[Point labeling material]

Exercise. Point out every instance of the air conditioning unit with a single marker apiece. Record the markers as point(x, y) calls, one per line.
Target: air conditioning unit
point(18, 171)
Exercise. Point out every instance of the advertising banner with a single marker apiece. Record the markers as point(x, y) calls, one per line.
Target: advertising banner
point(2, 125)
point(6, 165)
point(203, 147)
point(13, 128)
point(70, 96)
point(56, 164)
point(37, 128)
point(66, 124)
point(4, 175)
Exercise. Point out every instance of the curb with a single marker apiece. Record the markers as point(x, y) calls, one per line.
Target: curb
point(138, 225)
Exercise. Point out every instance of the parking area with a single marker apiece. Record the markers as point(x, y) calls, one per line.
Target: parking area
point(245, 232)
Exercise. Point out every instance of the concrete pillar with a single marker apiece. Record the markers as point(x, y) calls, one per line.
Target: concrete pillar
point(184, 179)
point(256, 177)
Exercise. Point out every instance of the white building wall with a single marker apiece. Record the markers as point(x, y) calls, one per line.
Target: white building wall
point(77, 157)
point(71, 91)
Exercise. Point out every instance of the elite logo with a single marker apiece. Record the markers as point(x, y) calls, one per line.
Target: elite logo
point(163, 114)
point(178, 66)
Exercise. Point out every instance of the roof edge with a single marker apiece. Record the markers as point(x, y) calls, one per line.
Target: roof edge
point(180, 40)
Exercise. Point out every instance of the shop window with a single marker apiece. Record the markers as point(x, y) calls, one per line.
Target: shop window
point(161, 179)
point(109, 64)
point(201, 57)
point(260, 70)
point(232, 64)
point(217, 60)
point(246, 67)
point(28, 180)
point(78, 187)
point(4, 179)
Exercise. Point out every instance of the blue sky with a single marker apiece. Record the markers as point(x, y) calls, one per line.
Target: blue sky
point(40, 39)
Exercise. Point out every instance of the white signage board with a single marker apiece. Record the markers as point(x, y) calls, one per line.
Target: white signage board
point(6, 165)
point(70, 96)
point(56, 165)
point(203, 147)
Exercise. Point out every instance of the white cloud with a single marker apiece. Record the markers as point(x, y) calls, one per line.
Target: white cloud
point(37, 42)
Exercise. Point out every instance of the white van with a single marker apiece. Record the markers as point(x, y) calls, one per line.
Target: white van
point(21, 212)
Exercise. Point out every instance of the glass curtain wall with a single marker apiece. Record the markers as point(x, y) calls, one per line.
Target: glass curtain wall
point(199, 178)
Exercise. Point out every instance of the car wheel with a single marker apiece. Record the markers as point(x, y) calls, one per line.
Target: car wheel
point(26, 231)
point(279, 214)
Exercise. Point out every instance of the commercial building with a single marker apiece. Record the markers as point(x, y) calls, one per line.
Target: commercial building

## EXERCISE INSTRUCTIONS
Please convert the material above, from the line with "Exercise. Point out every instance of the elite" to the line with "point(180, 40)", into a Markdown table with the columns Row and Line, numbering each row and skipping blank lines.

## COMPLETED TASK
| Row | Line |
|---|---|
| 1 | Exercise. Point out every instance of the elite logo with a single marker apiece. Record the markers as point(x, y) calls, one per line. |
| 2 | Target: elite logo |
| 3 | point(163, 114) |
| 4 | point(178, 66) |
| 5 | Exercise. Point out every instance of the roof edge with a single marker apiece. Record the markers as point(x, y) calls, one per line. |
| 6 | Target: roof edge |
| 7 | point(180, 40) |